:: Passage given ::

This setup uses the JAX backend by default and is ideal for experimentation, development, and most common research workflows.

2. cuDecomp Backend (Advanced / HPC)

If you’re working on an HPC cluster and need MPI-based communication for large-scale GPU or CPU FFTs, you can build from source with cuDecomp enabled.

➤ Install with cuDecomp

Make sure your environment provides a CUDA-aware MPI toolchain, such as the NVIDIA HPC SDK.

pip install -U pip
pip install git+https://github.com/DifferentiableUniverseInitiative/jaxDecomp -Ccmake.define.JD_CUDECOMP_BACKEND=ON

If CMake cannot find the NVHPC toolchain, set:

export CMAKE_PREFIX_PATH=$CMAKE_PREFIX_PATH:$NVHPC_ROOT/cmake

Then re-run the installation.

Troubleshooting

If JAX complains about incompatibility with cuSparse or any other library, the easiest solution is to install JAX locally using the cuda-local option:

pip install --upgrade "jax[cuda-local]"

Then proceed with installing jaxDecomp with cuDecomp support.

ℹ️ You can read more about cuDecomp setup and tuning at the official cuDecomp GitHub repo.

Machine-Specific Installation Notes

IDRIS Jean Zay HPE SGI 8600 supercomputer

As of February 2026, loading modules in this exact order works:

module load nvidia-compilers/25.1 cuda/12.6.3 openmpi/4.1.6-cuda nccl/2.26.2-1-cuda cudnn  cmake
# Install JAX
pip install --upgrade "jax[cuda-local]"

# Install jaxDecomp with cuDecomp
export CMAKE_PREFIX_PATH=$NVHPC_ROOT/cmake # sometimes needed
pip install git+https://github.com/DifferentiableUniverseInitiative/jaxDecomp -Ccmake.define.JD_CUDECOMP_BACKEND=ON

Note: If using only the pure-JAX backend, you do not need NVHPC.

Important for JeanZay users Make sure to load the correct architecture module before loading the nvidia-compilers module. For example for A100 you need to load module load arch/a100 first. You also need to set the CXXFLAGS to export CXXFLAGS="-tp=zen2 -noswitcherror" if you are using the H100 or A100 partition or if you are using AMD CPUs in general. More info in Jean Zay documentation.

:::
:: Supplied data ::

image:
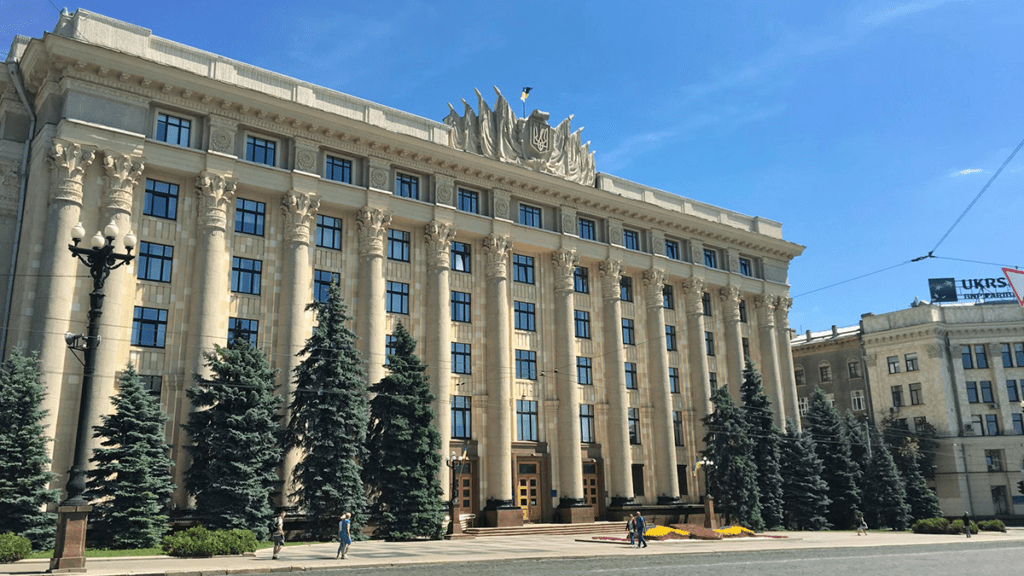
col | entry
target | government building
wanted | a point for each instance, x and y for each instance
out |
(574, 323)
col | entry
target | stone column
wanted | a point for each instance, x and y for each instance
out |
(664, 438)
(731, 297)
(299, 210)
(570, 489)
(437, 335)
(769, 355)
(51, 313)
(620, 457)
(371, 314)
(787, 374)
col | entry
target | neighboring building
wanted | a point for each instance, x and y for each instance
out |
(573, 323)
(832, 361)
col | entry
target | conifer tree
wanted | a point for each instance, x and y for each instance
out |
(328, 421)
(805, 494)
(403, 445)
(233, 427)
(733, 481)
(840, 471)
(25, 467)
(131, 479)
(759, 415)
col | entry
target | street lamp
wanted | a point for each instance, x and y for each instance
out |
(74, 512)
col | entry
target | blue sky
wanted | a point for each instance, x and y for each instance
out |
(865, 127)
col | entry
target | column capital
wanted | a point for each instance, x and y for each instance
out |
(215, 193)
(299, 210)
(564, 260)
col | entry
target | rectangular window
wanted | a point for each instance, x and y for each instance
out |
(525, 364)
(585, 370)
(460, 256)
(525, 318)
(397, 245)
(260, 151)
(161, 200)
(632, 382)
(522, 269)
(148, 327)
(460, 306)
(322, 283)
(155, 261)
(397, 297)
(328, 232)
(244, 329)
(246, 275)
(525, 411)
(172, 129)
(629, 332)
(461, 359)
(339, 169)
(462, 417)
(469, 201)
(582, 324)
(587, 423)
(407, 186)
(529, 215)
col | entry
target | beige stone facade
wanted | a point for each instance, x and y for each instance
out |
(503, 240)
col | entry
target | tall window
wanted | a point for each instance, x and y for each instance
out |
(462, 416)
(161, 200)
(148, 327)
(339, 169)
(246, 275)
(525, 319)
(155, 261)
(525, 364)
(522, 269)
(249, 216)
(525, 411)
(397, 245)
(328, 232)
(397, 297)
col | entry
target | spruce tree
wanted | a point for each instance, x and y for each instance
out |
(329, 421)
(403, 445)
(840, 472)
(25, 467)
(805, 494)
(235, 452)
(131, 481)
(765, 436)
(733, 481)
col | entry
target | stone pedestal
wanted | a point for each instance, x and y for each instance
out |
(69, 550)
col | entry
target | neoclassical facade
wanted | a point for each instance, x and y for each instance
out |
(574, 323)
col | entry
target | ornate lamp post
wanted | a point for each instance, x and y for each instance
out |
(69, 553)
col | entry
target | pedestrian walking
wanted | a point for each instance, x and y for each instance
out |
(344, 535)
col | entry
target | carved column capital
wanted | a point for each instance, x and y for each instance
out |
(564, 260)
(215, 194)
(68, 161)
(372, 224)
(299, 210)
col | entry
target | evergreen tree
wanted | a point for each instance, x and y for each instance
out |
(805, 494)
(840, 470)
(765, 436)
(885, 500)
(233, 427)
(403, 445)
(25, 467)
(733, 481)
(131, 479)
(329, 421)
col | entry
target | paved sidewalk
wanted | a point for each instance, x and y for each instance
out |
(298, 559)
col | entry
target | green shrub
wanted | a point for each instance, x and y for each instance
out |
(13, 547)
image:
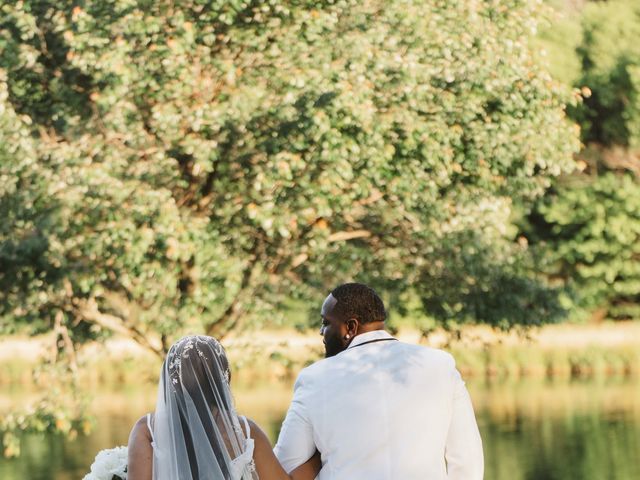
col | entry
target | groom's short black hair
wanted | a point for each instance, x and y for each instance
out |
(356, 300)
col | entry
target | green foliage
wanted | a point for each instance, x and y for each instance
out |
(170, 166)
(597, 50)
(589, 230)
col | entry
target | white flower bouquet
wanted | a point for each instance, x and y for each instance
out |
(110, 464)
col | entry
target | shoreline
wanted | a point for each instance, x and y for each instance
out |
(551, 351)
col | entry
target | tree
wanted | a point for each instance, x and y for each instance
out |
(587, 225)
(170, 166)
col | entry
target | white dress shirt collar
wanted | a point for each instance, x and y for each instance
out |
(368, 337)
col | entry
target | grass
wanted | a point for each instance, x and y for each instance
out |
(562, 351)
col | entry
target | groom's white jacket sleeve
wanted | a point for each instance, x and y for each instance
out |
(295, 442)
(463, 451)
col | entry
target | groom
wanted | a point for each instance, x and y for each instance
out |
(377, 408)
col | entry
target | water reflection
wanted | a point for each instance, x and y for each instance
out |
(531, 430)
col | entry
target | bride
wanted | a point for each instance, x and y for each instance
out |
(195, 432)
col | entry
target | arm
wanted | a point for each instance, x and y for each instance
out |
(267, 464)
(295, 443)
(463, 450)
(140, 452)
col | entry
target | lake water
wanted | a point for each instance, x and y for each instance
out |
(579, 430)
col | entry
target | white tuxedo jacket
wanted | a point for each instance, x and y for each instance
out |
(383, 410)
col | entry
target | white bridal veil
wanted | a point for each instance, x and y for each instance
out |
(197, 434)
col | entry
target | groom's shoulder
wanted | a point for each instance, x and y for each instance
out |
(317, 369)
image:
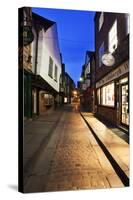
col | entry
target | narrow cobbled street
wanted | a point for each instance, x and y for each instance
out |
(61, 153)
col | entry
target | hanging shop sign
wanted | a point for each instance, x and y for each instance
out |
(121, 70)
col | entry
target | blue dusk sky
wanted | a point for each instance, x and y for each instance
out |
(75, 33)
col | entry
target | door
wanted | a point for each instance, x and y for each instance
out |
(124, 105)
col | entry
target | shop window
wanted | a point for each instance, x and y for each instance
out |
(101, 20)
(101, 52)
(113, 40)
(50, 72)
(55, 73)
(98, 96)
(127, 24)
(107, 95)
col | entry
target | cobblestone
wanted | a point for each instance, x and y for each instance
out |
(77, 162)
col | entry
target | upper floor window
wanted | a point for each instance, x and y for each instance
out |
(127, 24)
(101, 20)
(50, 72)
(113, 40)
(101, 52)
(55, 73)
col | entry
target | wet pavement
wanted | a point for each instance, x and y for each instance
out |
(61, 153)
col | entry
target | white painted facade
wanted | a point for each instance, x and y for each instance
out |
(48, 46)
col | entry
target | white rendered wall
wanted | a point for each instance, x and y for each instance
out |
(48, 46)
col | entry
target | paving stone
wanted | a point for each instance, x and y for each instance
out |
(72, 160)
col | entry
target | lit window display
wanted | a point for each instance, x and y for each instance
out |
(107, 95)
(98, 96)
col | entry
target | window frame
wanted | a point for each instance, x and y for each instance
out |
(101, 96)
(50, 70)
(56, 73)
(100, 53)
(101, 21)
(113, 37)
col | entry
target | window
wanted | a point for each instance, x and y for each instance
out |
(107, 95)
(55, 73)
(101, 19)
(50, 72)
(101, 52)
(113, 41)
(127, 24)
(98, 96)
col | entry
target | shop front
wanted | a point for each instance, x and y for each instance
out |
(113, 96)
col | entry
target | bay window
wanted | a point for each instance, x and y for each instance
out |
(113, 40)
(106, 95)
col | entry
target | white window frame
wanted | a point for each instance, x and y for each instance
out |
(113, 38)
(127, 24)
(50, 69)
(107, 97)
(100, 53)
(56, 73)
(101, 20)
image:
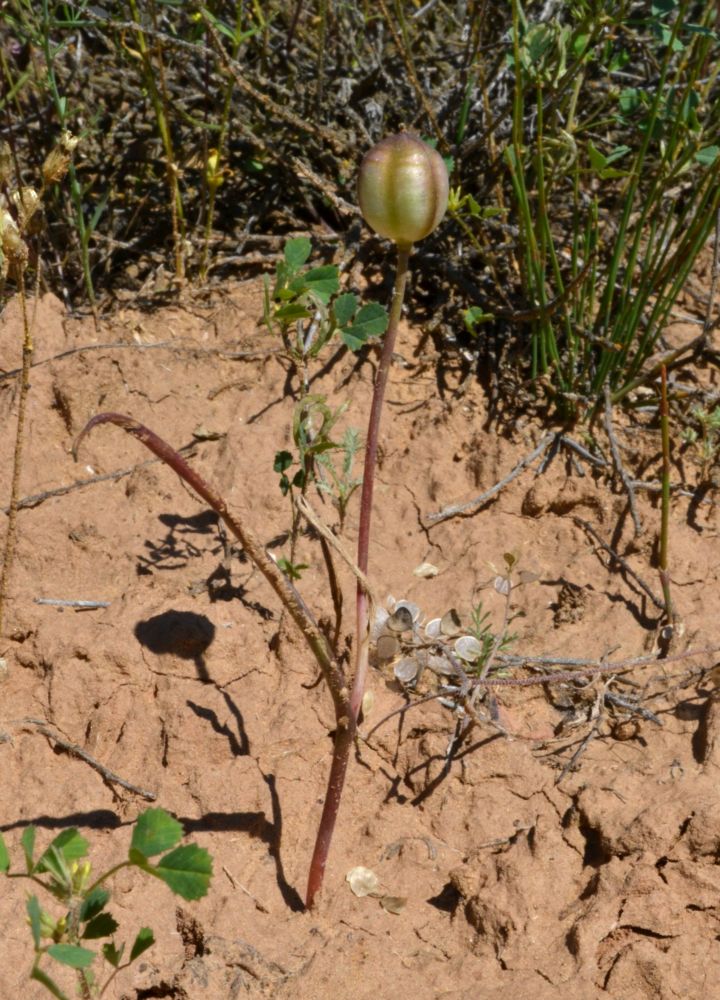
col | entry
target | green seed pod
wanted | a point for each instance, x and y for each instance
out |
(403, 189)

:::

_Exercise details:_ Turn the paragraph of the jaxDecomp installation notes that begins "Important for JeanZay users" into a short bulleted list that keeps its main facts.

_Full response:_
- Load the correct architecture module before the nvidia-compilers module. For A100, run module load arch/a100 first.
- On the H100 or A100 partition, or with AMD CPUs in general, set export CXXFLAGS="-tp=zen2 -noswitcherror".
- The Jean Zay documentation has more information.